Source excerpt –
* Begin *

Panero, James, New Criterion


However perplexing the problems of the present and the future, however sobering the obligations laid upon the museums of America through the destruction of war, the past gives confidence for the days to come.

--Winifred E. Howe, A History of the Metropolitan Museum of Art, 1946

What's a museum? Lately, it seems, the answer is whatever we want. Today's museums can be tourist attractions, department stores, chic centers, town squares, catalysts of urban renewal, food courts, licensing brands, showcases for contemporary architecture, social clubs, LEED-certified environmentally conscious facilities, and franchise opportunities. A "well-run museum is eerily like an upscale suburban shopping mall," says an article in The New York Times. A cafe with "art on the side," advertises London's Victoria and Albert Museum. "We are in the entertainment business, and competing against other forms of entertainment out there," says a one-time spokesman for the Guggenheim museum. "Inclusive places that welcome diverse audiences" and "reflect our society's pluralism in every aspect of their operations and programs," suggests the American Association of Museums. "We live in a more global, multicultural society that cares about diversity and inclusivity," so "service to the community" is now among the museum's a la carte options, says Kaywin Feldman, the latest head of the Association of Art Museum Directors. As reported in The Wall Street Journal, museums are even about "bringing art to those with Alzheimer's or post-traumatic stress disorder, and farming crops for donation to local food banks," initiatives that have been promoted through grants from the National Endowment for the Arts.

By the numbers, today's museums are thriving enterprises. Billions of dollars have been spent in recent years on expansion projects. In the United States, there were 46 art museums in 1905, 60 in 1910, and 387 in 1938. Today there are 3,500 art museums, more than half of them founded after 1970, and 17,000 museums of all types in total, including science museums, children's museums, and historical houses. Attendance at American art museums is booming, rising from 22 million a year in 1962 to over 100 million in 2000, with 850 million Americans visiting museums of all varieties each year.

* End *

What this exercise asks –
(a) According to the museum essay, how many art museums were there in the United States in 1938?
(b) Transcribe the museum essay from "However perplexing the" to "days to come.".

Stored data –
* Begin *

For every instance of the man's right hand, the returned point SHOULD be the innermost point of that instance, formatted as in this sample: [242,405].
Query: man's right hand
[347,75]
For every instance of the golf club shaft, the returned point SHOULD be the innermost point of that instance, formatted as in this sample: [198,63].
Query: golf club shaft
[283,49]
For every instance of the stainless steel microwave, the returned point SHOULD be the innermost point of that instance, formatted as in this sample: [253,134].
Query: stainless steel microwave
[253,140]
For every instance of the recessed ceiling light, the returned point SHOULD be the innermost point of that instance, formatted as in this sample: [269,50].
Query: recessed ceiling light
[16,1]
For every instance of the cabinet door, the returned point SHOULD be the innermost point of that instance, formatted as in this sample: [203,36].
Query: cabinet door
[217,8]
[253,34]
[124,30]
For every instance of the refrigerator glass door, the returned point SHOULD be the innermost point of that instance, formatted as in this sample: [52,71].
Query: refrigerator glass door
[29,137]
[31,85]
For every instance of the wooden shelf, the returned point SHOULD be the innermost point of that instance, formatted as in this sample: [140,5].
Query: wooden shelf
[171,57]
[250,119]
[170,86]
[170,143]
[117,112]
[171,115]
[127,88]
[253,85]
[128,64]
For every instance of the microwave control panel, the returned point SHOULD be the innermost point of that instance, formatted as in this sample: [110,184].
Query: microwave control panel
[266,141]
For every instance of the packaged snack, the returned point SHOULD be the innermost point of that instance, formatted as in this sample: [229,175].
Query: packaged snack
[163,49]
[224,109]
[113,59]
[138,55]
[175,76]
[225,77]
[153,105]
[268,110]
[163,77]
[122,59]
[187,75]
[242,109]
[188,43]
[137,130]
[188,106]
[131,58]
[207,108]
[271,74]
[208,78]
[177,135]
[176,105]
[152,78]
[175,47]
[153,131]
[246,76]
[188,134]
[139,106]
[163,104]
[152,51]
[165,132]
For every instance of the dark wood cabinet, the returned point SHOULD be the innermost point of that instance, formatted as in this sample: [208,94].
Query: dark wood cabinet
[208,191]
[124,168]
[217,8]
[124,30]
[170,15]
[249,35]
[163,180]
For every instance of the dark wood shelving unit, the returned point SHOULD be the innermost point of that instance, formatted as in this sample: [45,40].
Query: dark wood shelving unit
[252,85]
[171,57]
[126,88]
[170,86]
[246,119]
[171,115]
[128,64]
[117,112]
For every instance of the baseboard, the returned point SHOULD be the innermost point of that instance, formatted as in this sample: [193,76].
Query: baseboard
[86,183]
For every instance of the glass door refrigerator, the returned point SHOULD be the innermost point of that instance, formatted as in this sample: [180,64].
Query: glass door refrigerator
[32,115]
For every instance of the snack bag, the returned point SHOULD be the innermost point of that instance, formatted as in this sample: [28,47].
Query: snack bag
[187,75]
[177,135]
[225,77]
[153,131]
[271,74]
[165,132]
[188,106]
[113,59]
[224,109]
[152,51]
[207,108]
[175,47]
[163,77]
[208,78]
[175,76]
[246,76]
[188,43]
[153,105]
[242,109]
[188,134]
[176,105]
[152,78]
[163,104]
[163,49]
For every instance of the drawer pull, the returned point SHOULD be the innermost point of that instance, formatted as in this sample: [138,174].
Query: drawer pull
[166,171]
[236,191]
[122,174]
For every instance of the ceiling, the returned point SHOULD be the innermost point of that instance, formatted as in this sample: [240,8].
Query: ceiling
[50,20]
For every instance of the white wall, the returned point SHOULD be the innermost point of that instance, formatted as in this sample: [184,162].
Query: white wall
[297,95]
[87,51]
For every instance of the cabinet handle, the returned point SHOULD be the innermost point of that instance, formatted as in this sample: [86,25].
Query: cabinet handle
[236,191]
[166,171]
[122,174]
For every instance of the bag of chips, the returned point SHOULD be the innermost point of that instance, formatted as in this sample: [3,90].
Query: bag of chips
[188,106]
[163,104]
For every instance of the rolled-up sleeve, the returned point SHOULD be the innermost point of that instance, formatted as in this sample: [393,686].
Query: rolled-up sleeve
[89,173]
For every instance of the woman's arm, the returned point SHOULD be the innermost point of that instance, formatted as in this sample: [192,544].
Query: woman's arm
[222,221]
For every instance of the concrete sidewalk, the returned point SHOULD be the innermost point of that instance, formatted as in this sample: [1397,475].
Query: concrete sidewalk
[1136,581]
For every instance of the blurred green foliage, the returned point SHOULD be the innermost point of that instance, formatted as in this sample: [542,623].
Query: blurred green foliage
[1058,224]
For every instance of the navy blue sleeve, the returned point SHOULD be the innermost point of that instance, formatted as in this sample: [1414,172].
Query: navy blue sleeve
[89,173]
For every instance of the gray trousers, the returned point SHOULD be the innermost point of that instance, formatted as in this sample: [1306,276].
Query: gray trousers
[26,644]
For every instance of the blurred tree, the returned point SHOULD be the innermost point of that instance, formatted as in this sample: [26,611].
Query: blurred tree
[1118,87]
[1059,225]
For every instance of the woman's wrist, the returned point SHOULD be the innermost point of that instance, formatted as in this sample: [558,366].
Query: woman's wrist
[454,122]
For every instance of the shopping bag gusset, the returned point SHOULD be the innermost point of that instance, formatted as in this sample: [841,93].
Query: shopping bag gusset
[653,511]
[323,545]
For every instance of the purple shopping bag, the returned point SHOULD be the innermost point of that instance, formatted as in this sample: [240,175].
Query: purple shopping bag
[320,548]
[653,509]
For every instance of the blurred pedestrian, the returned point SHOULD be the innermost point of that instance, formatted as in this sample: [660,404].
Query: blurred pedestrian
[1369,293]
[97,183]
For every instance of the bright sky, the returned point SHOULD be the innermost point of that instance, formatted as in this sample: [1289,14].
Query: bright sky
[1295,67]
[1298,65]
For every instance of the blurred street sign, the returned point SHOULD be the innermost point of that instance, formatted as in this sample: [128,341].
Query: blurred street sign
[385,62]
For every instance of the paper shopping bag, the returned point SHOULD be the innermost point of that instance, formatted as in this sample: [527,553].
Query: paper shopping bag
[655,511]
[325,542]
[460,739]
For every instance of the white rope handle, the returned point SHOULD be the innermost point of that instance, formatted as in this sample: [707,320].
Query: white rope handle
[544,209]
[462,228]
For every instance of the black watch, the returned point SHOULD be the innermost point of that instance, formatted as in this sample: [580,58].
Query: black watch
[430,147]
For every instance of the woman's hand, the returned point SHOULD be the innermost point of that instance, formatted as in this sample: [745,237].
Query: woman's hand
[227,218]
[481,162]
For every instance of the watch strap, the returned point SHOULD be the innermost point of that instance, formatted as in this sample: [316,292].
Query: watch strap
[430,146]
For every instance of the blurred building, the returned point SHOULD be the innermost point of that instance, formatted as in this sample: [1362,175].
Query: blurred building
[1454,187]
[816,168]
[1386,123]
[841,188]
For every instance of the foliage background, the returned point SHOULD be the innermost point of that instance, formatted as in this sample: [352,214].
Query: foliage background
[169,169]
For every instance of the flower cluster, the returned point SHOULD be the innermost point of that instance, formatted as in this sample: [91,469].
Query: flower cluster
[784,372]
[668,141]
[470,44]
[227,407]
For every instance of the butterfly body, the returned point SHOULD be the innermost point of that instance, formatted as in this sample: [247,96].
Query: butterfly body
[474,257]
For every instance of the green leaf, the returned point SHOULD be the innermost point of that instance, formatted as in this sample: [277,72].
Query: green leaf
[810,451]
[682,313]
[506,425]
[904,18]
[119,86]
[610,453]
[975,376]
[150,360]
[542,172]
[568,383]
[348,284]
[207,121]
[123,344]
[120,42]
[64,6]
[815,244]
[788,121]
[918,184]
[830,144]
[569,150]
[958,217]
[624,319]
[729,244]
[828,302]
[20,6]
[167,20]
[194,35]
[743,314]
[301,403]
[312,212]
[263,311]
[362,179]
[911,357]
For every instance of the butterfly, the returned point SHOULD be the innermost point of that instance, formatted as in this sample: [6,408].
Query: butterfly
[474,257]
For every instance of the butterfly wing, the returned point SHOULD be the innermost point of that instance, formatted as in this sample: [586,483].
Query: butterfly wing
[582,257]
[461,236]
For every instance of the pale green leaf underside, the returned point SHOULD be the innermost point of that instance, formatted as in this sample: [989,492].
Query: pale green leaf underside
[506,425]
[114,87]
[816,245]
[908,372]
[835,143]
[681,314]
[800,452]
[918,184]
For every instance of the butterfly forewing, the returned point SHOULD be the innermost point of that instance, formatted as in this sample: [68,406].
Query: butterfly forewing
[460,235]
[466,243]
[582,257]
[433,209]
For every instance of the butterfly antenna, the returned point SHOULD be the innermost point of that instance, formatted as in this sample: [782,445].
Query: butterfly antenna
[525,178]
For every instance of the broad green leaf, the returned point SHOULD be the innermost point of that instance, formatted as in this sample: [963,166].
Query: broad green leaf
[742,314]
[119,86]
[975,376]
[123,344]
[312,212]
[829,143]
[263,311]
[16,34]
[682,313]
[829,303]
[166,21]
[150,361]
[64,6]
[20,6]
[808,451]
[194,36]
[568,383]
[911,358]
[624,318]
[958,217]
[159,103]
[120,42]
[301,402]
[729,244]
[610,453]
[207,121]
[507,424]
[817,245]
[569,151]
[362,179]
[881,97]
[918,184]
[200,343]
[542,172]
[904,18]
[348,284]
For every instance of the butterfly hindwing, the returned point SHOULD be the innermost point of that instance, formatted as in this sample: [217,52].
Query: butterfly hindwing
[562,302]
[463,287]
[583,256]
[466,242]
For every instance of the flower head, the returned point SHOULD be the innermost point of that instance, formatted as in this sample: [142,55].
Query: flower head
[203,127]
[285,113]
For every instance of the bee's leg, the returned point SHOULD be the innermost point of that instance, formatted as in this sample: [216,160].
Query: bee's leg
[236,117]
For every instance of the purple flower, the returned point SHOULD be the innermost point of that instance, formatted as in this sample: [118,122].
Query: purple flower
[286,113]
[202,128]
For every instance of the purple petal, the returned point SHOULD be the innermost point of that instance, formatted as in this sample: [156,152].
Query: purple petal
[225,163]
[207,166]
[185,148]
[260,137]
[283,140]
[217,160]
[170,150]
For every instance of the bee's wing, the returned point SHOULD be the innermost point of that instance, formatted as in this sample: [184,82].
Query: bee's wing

* End *

Solutions –
(a) 387

(b)
However perplexing the problems of the present and the future, however sobering the obligations laid upon the museums of America through the destruction of war, the past gives confidence for the days to come.